» Source excerpt:
RESERVE OF SHARES FOR OPTIONS

5.01 Sufficient Authorized Shares to be Reserved. Whenever the constating documents of the Company limit the number of authorized Shares, a sufficient number of Shares shall be reserved by the Board to satisfy the exercise of Options granted under this Plan. Shares that were the subject of Options that have lapsed or terminated shall thereupon no longer be in reserve and may once again be subject to an Option granted under this Plan.

5.02 Maximum Number of Shares to be Reserved Under Plan. The aggregate number of Shares which may be subject to issuance pursuant to Options granted under this Plan, inclusive of all other stock options outstanding shall not be greater than 10% of the Shares issued and outstanding at the date of the grant of Options. Cancelled and expired Options are returned to the Plan.

PART 6

CHANGES IN OPTIONS

6.01 Share Consolidation or Subdivision. If the Shares are at any time subdivided or consolidated, the number of Shares reserved for Option and the price payable for any Shares that are then subject to Option shall be adjusted accordingly.

» Written exercise 1: Convert the records from the line containing "For each instance of the white brick" through the end of the records, inclusive, into a two-column CSV with the columns "request" and "points". Each row should hold one request's text and its answer, each in one quoted field, with line breaks replaced by spaces.

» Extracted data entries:
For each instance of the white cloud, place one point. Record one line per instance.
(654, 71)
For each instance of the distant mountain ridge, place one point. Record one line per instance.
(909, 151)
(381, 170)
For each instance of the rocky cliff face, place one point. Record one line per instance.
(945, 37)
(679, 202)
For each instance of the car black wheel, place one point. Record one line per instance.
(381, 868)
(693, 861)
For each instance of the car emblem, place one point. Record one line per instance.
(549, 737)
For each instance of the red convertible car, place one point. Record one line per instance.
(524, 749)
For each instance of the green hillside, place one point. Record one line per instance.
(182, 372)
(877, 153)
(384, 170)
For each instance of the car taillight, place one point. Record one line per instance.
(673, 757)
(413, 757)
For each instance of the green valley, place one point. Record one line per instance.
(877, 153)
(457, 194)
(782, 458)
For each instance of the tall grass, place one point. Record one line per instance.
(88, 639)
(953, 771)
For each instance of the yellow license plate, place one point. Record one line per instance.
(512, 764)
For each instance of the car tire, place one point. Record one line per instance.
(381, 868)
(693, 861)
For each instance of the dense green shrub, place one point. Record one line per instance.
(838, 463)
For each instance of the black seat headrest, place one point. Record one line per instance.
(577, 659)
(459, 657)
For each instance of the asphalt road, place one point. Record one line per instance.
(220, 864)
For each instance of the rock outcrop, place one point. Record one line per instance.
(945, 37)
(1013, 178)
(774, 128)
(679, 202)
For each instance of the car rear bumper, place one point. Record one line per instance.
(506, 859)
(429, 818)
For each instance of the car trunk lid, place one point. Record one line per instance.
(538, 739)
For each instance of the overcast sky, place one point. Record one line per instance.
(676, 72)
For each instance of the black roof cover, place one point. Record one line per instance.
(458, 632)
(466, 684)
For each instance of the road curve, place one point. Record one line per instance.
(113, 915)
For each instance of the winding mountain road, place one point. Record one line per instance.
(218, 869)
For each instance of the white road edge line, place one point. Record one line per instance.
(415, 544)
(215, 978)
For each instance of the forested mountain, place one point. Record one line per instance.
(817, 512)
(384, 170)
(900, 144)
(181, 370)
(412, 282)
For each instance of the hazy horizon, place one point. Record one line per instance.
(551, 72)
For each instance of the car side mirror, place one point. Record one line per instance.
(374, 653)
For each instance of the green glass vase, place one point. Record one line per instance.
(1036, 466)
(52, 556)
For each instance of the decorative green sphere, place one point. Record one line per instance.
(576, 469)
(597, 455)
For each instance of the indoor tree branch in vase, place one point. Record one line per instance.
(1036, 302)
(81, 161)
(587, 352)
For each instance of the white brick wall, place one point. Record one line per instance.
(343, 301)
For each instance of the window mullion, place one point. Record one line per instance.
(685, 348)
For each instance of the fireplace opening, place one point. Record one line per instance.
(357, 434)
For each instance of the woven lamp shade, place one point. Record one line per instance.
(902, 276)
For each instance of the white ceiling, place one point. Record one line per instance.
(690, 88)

» Written exercise 2: Carry on the share option plan text from the point where it stops.

» Written response 1:
request,points
"For each instance of the white brick wall, place one point. Record one line per instance.","(343, 301)"
"For each instance of the window mullion, place one point. Record one line per instance.","(685, 348)"
"For each instance of the fireplace opening, place one point. Record one line per instance.","(357, 434)"
"For each instance of the woven lamp shade, place one point. Record one line per instance.","(902, 276)"
"For each instance of the white ceiling, place one point. Record one line per instance.","(690, 88)"

» Written response 2:
6.02 Stock Dividend. If the Shares are at any time changed as a result of the declaration of a stock dividend thereon, the number of Shares reserved for Option and the price payable for any Shares that are then subject to Option may be adjusted by the Board to such extent as they deem proper in their absolute discretion.

6.03 Reorganization. Subject to any required action by its shareholders, if the Company is a party to a reorganization, merger, amalgamation, arrangement, sale of assets or undertaking, winding up or dissolution or its Shares are exchanged or reclassified in any way (collectively, the "Event"), whether or not the Company is the surviving entity, Options will be adjusted by the Board in accordance with the Event and in a manner the Board deems appropriate.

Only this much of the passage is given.